This latest London art show by the artist Toby Ziegler deals with memory. It is a striking and unnerving set of images and sculpture that conjure up emotions and nostalgia for memories, people and places that were never really ours in the first place. So they appear at once familiar yet unsettling.
In an age of digital reproduction they play with ideas of memory and how these perceptions can play tricks on us and even deceive us. The images are reproduced, repainted, re-imagined several times over so as to appear degraded – ghostlike. And as with real memories they become just interpretations, fleeting yet burnt into our memory banks at a certain point in time.

(Records)
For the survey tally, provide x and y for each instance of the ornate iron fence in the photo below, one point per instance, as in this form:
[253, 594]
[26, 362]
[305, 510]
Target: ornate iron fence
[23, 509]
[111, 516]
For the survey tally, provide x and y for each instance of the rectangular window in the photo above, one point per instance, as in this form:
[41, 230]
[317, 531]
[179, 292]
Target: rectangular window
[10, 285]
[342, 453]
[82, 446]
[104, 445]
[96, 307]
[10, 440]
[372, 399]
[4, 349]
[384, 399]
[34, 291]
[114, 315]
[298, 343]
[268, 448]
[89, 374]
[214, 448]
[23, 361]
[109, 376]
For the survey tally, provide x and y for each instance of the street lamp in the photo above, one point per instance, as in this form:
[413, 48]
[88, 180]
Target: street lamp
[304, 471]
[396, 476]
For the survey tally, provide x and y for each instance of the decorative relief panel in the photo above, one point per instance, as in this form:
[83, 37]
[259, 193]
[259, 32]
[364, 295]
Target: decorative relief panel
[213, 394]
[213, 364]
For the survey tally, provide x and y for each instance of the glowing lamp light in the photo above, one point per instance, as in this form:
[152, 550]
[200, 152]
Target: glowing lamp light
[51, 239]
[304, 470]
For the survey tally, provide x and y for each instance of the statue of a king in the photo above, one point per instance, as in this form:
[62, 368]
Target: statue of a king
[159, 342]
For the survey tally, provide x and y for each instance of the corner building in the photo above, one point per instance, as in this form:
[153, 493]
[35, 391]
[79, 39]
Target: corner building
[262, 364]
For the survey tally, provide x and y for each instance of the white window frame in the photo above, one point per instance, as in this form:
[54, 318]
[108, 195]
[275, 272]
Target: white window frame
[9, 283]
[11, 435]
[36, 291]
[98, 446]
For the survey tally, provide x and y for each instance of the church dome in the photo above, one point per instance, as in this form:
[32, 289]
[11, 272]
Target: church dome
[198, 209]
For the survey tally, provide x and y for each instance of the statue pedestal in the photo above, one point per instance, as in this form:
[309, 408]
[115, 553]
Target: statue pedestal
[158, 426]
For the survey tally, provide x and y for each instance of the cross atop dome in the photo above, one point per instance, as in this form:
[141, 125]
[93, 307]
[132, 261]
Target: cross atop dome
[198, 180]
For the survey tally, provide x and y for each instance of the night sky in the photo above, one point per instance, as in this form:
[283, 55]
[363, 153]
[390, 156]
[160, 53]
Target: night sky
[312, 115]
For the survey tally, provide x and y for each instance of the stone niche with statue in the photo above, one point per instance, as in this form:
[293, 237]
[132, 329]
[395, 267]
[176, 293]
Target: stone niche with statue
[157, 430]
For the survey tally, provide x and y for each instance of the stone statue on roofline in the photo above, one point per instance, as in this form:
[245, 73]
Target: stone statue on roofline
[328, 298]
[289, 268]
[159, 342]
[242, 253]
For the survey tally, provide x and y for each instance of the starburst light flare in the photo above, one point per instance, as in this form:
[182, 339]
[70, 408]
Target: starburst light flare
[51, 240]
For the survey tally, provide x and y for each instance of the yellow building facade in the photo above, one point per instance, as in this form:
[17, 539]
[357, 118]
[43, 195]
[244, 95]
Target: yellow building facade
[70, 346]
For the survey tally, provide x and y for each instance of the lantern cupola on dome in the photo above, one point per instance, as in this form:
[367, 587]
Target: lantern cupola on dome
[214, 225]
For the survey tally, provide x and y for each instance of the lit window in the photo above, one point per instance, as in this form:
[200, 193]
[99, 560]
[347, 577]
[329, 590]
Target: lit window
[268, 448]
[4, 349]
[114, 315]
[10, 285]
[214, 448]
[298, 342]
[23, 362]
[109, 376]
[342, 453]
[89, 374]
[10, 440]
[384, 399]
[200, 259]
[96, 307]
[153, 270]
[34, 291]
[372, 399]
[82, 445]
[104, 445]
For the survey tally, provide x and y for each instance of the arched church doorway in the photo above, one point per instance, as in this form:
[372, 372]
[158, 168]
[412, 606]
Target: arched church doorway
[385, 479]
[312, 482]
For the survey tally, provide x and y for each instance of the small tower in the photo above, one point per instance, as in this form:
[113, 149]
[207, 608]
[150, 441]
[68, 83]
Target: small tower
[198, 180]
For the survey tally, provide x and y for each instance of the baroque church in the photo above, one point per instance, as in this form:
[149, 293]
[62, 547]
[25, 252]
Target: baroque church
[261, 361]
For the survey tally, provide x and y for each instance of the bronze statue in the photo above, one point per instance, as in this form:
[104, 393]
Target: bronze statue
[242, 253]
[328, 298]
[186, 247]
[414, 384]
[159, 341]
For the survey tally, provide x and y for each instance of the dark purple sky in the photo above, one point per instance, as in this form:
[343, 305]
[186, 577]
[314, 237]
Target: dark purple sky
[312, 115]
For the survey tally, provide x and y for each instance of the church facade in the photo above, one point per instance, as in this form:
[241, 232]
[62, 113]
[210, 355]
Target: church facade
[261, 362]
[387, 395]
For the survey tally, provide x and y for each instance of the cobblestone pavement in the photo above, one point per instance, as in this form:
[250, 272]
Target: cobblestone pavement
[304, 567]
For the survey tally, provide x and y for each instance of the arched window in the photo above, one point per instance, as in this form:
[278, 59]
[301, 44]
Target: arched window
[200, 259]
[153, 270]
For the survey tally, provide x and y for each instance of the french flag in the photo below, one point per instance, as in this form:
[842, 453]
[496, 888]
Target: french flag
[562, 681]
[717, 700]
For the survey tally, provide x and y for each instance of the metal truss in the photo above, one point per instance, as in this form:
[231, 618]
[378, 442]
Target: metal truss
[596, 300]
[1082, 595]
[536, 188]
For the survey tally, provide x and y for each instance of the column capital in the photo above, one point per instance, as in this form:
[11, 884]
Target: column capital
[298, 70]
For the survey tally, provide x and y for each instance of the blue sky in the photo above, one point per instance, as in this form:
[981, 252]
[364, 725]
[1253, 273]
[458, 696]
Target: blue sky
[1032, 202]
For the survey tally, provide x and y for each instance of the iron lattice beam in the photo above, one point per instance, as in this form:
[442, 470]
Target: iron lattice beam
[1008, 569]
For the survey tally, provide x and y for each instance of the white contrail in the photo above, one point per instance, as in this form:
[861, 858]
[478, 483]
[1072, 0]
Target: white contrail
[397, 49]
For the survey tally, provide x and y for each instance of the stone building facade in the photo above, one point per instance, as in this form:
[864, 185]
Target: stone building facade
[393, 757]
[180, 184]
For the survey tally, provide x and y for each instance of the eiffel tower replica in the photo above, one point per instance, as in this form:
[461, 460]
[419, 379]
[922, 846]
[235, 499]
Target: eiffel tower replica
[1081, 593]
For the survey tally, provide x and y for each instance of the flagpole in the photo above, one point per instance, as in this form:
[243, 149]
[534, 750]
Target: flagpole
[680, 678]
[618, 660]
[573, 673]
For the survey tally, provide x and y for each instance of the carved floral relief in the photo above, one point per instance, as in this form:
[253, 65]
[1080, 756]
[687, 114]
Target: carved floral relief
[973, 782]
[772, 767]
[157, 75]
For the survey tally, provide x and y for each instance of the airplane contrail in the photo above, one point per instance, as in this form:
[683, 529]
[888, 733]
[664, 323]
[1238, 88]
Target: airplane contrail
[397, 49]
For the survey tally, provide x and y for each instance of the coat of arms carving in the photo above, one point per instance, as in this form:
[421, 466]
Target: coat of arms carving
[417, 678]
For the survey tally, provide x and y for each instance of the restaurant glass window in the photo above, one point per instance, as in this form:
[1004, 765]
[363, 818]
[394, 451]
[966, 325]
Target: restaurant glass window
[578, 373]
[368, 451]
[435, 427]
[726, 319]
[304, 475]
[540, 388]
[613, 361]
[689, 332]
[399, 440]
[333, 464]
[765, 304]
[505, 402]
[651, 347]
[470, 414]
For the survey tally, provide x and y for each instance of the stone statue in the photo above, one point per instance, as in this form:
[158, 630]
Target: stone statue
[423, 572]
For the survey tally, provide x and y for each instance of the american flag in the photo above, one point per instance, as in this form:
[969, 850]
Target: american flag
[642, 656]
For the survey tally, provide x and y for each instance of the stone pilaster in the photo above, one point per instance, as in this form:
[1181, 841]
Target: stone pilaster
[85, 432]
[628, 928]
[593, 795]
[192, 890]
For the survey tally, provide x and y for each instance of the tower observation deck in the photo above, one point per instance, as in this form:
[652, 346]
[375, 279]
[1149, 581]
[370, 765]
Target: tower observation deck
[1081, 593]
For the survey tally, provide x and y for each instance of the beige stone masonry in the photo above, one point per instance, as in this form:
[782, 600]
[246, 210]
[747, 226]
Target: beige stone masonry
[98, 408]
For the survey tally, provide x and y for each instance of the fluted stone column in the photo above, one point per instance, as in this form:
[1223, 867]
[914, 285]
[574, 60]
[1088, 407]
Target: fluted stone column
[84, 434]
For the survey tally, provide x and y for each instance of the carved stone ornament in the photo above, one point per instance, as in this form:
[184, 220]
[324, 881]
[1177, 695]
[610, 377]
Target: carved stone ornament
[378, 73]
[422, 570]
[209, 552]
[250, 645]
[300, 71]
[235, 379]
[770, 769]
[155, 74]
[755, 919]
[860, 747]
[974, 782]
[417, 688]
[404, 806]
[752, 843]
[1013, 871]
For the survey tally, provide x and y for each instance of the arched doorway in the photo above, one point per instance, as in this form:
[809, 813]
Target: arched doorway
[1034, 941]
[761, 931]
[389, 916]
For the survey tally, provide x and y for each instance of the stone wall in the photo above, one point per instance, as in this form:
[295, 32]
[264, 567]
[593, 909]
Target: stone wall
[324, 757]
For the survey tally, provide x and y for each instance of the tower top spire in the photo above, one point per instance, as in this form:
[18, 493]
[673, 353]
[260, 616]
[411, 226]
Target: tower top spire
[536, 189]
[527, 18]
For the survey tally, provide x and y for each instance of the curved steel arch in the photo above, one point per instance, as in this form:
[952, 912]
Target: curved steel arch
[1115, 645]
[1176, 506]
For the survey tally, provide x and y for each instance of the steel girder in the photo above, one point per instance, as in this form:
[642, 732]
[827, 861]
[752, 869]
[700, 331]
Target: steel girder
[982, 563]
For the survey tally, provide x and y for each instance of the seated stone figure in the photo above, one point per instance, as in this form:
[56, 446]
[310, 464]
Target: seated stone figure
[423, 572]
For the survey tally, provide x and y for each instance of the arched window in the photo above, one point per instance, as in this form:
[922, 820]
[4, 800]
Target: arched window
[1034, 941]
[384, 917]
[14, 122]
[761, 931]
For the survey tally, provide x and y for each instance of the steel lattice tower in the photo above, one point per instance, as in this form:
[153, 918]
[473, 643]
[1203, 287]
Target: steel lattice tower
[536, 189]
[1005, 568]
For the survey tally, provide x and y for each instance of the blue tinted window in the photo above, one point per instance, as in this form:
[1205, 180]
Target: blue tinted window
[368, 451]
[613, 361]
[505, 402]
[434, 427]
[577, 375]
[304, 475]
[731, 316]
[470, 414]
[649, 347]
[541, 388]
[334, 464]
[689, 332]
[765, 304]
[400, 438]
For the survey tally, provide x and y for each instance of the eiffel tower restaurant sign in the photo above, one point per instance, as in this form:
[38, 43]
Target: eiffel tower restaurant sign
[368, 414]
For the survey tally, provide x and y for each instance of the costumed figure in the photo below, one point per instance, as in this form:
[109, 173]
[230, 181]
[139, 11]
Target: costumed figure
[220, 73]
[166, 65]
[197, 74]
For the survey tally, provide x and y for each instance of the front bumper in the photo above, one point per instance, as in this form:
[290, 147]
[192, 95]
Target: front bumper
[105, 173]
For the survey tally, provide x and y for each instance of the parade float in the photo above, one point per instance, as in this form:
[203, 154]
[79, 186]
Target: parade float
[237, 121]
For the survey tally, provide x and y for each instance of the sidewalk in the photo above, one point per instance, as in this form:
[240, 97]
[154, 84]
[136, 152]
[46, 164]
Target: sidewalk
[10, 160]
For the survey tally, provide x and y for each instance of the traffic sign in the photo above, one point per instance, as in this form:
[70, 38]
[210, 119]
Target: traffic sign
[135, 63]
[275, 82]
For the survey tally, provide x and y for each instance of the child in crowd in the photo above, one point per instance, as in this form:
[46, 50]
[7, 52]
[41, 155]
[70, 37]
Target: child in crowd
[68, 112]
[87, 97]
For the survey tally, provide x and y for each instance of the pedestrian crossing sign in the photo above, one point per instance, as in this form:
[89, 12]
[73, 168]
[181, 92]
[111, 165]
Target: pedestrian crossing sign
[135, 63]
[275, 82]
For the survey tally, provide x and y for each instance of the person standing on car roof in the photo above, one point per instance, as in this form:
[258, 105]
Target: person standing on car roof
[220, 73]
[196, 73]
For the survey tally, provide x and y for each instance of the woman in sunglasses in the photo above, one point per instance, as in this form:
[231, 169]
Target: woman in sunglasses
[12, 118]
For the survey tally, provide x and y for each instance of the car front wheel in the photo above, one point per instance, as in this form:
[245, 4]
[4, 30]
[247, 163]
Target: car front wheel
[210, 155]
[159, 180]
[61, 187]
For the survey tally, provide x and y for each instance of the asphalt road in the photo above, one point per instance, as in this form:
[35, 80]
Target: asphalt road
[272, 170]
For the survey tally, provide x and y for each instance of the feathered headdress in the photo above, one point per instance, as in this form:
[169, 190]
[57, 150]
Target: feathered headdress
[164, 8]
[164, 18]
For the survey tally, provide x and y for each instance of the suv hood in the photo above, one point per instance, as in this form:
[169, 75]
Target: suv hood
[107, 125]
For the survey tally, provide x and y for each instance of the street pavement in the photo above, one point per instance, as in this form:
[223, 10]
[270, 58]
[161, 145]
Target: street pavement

(Written exercise A)
Rewrite the paragraph beginning "In an age of digital reproduction" from the text on Toby Ziegler's show in a shorter form, keeping its main facts.
(Written exercise B)
Extend the text on Toby Ziegler's show with the next paragraph, beginning right after its final sentence.
The items are separate from the text on Toby Ziegler's show.

(Response A)
In a digital age, the works explore how memory can trick and deceive us. Repeatedly reproduced, repainted and re-imagined, the images look degraded and ghostlike. Like real memories, they become fleeting interpretations, yet are fixed in the mind at one moment in time.

(Response B)
Both the sculptures and paintings begin life as with found images. These can be archaelogists’ grainy photographs of Palaeolithic stone carvings or low resolutions jpegs of Flemish Old Master paintings serving as motifs, they seem to refer back to a past in which painting and sculpture functioned as both parable and symbol. These original images are then inverted, desaturated, fragmented and then rendered in translucent oil paint on aluminium panels. They appear like an after-image, bleached and emptied of content by over-exposure. Figuration is further obscured by layers of painted geometric gesture: an arrangement of air-brushed blobs, which appear almost to float in front of the picture.
The sculptures go through a similar transformation. This begins once the flat source image is redrawn as a three dimensional model. This redrawing is carried out in a purposefully approximate way and the sculptures are then fabricated in oxidised aluminium, which forms a hollow metal skin. These works also question memory and our interpretations of reality. We constantly question and reinterpret what we consider to be the real world until the very idea of authenticity loses its meaning.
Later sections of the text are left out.